= Given passage =
________
Welcome back!
What a redemption arc I’m on. A second post! What is this? An actual come back? I guess we will find out but two posts when I haven’t posted since March 2024 aint bad.
Today we are talking weight-loss injectables. So many people you know are on them, even if they don’t admit it. From Ozempic to Mounjaro, these handy little injectables are readily available if you have £150 and more every month in disposable income burning a hole in your pocket – you can get it prescribed but its still gonna cost you over a £100 per injection. One pen lasts you 4 weeks and you inject once a week on the same day. You start on 2.5mg and move up through the doses until you stay forever more on 15mg.
You can literally google search and you’re presented with 100’s of websites who are ready to ask you a few simple questions and get a photo of your body and off you go. It’s been working for so many people and is in addition to a healthy diet and exercise, however it helps those who can’t shift their extra weight with those things alone.
________
= Available data =
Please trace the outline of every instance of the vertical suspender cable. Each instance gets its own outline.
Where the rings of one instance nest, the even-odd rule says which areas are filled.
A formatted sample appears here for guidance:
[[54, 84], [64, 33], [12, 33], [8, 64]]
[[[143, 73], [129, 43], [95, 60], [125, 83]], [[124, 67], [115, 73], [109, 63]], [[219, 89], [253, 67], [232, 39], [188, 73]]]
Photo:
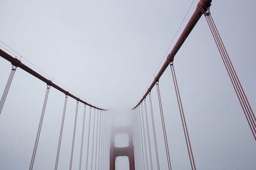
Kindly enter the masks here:
[[141, 103], [141, 126], [142, 126], [142, 133], [143, 135], [143, 139], [144, 139], [144, 148], [145, 148], [145, 159], [146, 159], [146, 167], [147, 169], [148, 169], [148, 153], [147, 150], [147, 143], [146, 143], [146, 135], [145, 135], [145, 124], [144, 124], [144, 117], [143, 117], [143, 102]]
[[189, 156], [190, 164], [191, 166], [191, 169], [196, 170], [196, 168], [195, 164], [194, 157], [193, 155], [191, 145], [190, 143], [189, 136], [188, 134], [187, 124], [186, 123], [185, 115], [183, 111], [182, 103], [181, 103], [180, 95], [179, 90], [178, 83], [176, 78], [175, 71], [174, 70], [173, 63], [170, 63], [170, 66], [171, 67], [172, 79], [173, 80], [174, 87], [175, 89], [177, 101], [178, 101], [181, 122], [182, 123], [183, 131], [184, 132], [186, 139], [186, 143], [187, 144], [188, 152]]
[[102, 162], [102, 168], [101, 169], [106, 169], [106, 112], [103, 112], [104, 115], [104, 128], [103, 128], [103, 162]]
[[82, 129], [82, 139], [81, 141], [81, 150], [80, 150], [80, 160], [79, 160], [79, 170], [81, 170], [81, 162], [82, 162], [82, 156], [83, 156], [83, 146], [84, 143], [84, 123], [85, 123], [85, 112], [86, 109], [86, 105], [84, 104], [84, 117], [83, 119], [83, 129]]
[[140, 127], [139, 127], [139, 107], [136, 108], [136, 131], [137, 131], [137, 145], [138, 145], [138, 152], [139, 153], [139, 166], [140, 169], [143, 169], [143, 162], [142, 160], [142, 153], [141, 153], [141, 146], [140, 139]]
[[135, 120], [136, 120], [136, 110], [133, 110], [133, 114], [132, 114], [132, 143], [133, 143], [133, 146], [134, 146], [134, 164], [135, 164], [135, 169], [139, 169], [138, 166], [138, 148], [137, 148], [137, 136], [136, 134], [136, 124], [135, 124]]
[[[94, 152], [94, 129], [95, 127], [95, 115], [96, 115], [96, 111], [94, 109], [94, 117], [93, 117], [93, 130], [92, 132], [92, 157], [91, 157], [91, 169], [92, 169], [93, 166], [93, 152]], [[98, 117], [98, 115], [97, 115]]]
[[109, 138], [108, 138], [108, 121], [107, 121], [107, 115], [105, 113], [105, 169], [108, 169], [108, 167], [109, 167], [109, 146], [108, 145], [108, 141]]
[[150, 105], [151, 120], [152, 120], [152, 127], [153, 127], [154, 143], [155, 145], [156, 163], [157, 163], [157, 170], [160, 170], [159, 159], [158, 157], [157, 143], [156, 136], [155, 121], [154, 120], [153, 107], [152, 107], [152, 99], [151, 99], [151, 92], [150, 92], [148, 94], [148, 96], [149, 96], [149, 104]]
[[99, 161], [99, 159], [97, 159], [97, 156], [98, 155], [98, 136], [99, 136], [99, 117], [100, 119], [100, 115], [99, 115], [99, 110], [98, 110], [98, 113], [97, 114], [97, 130], [96, 130], [96, 152], [95, 152], [95, 164], [94, 166], [94, 169], [97, 169], [97, 162]]
[[89, 126], [88, 126], [88, 138], [87, 138], [87, 153], [86, 153], [86, 164], [85, 166], [85, 169], [88, 170], [88, 156], [89, 156], [89, 144], [90, 144], [90, 129], [91, 129], [91, 116], [92, 116], [92, 108], [90, 107], [90, 115], [89, 115]]
[[139, 124], [139, 111], [140, 111], [140, 106], [136, 108], [136, 122], [137, 122], [137, 141], [138, 141], [138, 152], [139, 153], [139, 156], [140, 156], [140, 169], [144, 169], [144, 162], [143, 160], [143, 155], [142, 155], [142, 146], [141, 146], [141, 143], [140, 140], [140, 124]]
[[145, 99], [144, 101], [144, 101], [145, 115], [145, 117], [146, 117], [147, 132], [148, 141], [149, 158], [150, 158], [150, 161], [151, 170], [153, 170], [153, 164], [152, 164], [152, 153], [151, 153], [150, 137], [149, 136], [148, 118], [148, 113], [147, 113], [147, 111], [146, 98]]
[[102, 152], [101, 152], [101, 159], [100, 159], [100, 169], [103, 169], [103, 164], [104, 164], [104, 125], [105, 125], [105, 122], [104, 122], [104, 111], [102, 111], [102, 130], [101, 130], [101, 132], [102, 132], [102, 134], [101, 134], [101, 150], [102, 150]]
[[41, 114], [41, 117], [40, 117], [40, 122], [39, 122], [38, 129], [37, 130], [36, 141], [35, 141], [34, 149], [33, 150], [31, 160], [30, 162], [29, 170], [32, 170], [33, 169], [33, 167], [34, 166], [35, 157], [36, 156], [37, 146], [38, 145], [39, 137], [40, 137], [40, 133], [41, 133], [42, 125], [43, 124], [44, 113], [45, 111], [46, 104], [47, 103], [48, 95], [49, 95], [49, 90], [50, 90], [50, 86], [47, 85], [45, 97], [44, 98], [43, 109], [42, 110], [42, 114]]
[[140, 104], [138, 106], [138, 126], [139, 126], [139, 132], [140, 132], [140, 135], [139, 136], [140, 137], [140, 148], [141, 149], [141, 158], [142, 158], [142, 167], [143, 167], [143, 169], [146, 169], [146, 165], [145, 165], [145, 152], [144, 152], [144, 148], [143, 148], [143, 139], [142, 139], [142, 128], [141, 128], [141, 122], [140, 120]]
[[58, 150], [57, 150], [56, 159], [56, 161], [55, 161], [54, 170], [57, 170], [58, 163], [59, 162], [60, 150], [60, 146], [61, 145], [62, 132], [63, 131], [64, 120], [65, 120], [65, 115], [66, 114], [67, 99], [68, 99], [68, 96], [65, 95], [65, 103], [64, 103], [63, 113], [62, 114], [62, 121], [61, 121], [61, 125], [60, 127], [60, 136], [59, 136], [59, 143], [58, 144]]
[[14, 66], [13, 65], [12, 66], [12, 71], [10, 73], [9, 78], [7, 81], [6, 85], [5, 86], [4, 90], [0, 101], [0, 115], [2, 112], [3, 108], [4, 107], [4, 102], [6, 99], [8, 92], [9, 92], [10, 87], [11, 87], [12, 81], [14, 76], [14, 73], [15, 73], [16, 69], [16, 66]]
[[171, 159], [170, 159], [170, 153], [169, 153], [169, 147], [168, 147], [167, 136], [166, 136], [166, 131], [165, 129], [164, 118], [164, 115], [163, 115], [162, 101], [161, 100], [160, 90], [159, 90], [159, 85], [158, 81], [156, 82], [156, 87], [157, 87], [157, 90], [158, 101], [159, 103], [161, 119], [162, 121], [162, 128], [163, 128], [163, 132], [164, 134], [164, 145], [165, 145], [165, 151], [166, 152], [167, 162], [168, 162], [169, 170], [170, 170], [170, 169], [172, 169]]
[[99, 124], [99, 159], [98, 159], [98, 161], [97, 161], [97, 166], [98, 166], [98, 169], [100, 169], [100, 160], [101, 160], [101, 155], [100, 155], [100, 152], [101, 152], [101, 127], [102, 127], [102, 112], [101, 110], [100, 111], [100, 124]]
[[79, 102], [78, 101], [76, 101], [75, 122], [74, 124], [73, 139], [72, 139], [72, 148], [71, 148], [71, 155], [70, 155], [70, 162], [69, 164], [69, 170], [72, 169], [72, 162], [73, 162], [74, 146], [75, 145], [76, 129], [76, 122], [77, 120], [77, 112], [78, 112], [79, 103]]
[[201, 10], [202, 13], [204, 13], [208, 25], [212, 34], [214, 41], [217, 45], [217, 48], [220, 52], [229, 78], [230, 78], [231, 83], [237, 94], [237, 98], [244, 113], [244, 116], [249, 124], [254, 139], [256, 140], [256, 118], [234, 69], [233, 64], [232, 64], [228, 54], [224, 46], [224, 43], [222, 41], [221, 38], [220, 37], [217, 27], [214, 24], [214, 22], [213, 21], [211, 13], [209, 11], [206, 12], [200, 6], [198, 6], [198, 8]]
________
= What this task involves =
Carry on the blog post about weight-loss injectables from its final sentence, keeping its casual first-person voice.

= Answer box =
Now this isn’t a slam piece on injectables, because I myself, was on them for a few months and I would still be if the side effects hadn’t taken me out really, really badly. I had spent years calorie counting, fasting and working out with nothing ever shifting off me. I tell you it’s really fucking disheartening when you’re doing everything right and nothing is moving off you.
Honestly, I kept it fairly quiet when I first started but when I opened up about being on Mounjaro, I was so shocked to see how many of my friends who jumped in and said “ME TOO” – so many people are on them but simply don’t say anything because of the thought they may be judged or laughed at for trying something unconventional to help.
I’ve always been chubbier (she says like she wasn’t a size 12/14 at 16 years old and thought she was fat then) and as I got older my relationship with food fucking NOSE DIVED. I mean truly hit the ground. I may have been chubby but in my 30’s I was told that I had a disorder where I binged and then restricted. Wild really. It was 2024 where I really started getting my health in check, however months in the gym and decent eating moved nothing off me.
Broken, sad and ready to give up, in comes the Mounjaro injection, two months in I was a stone and half down, struggling to eat 1000 cals a day, and drinking more water than the morning after a heavy sesh to get rid of dry mouth.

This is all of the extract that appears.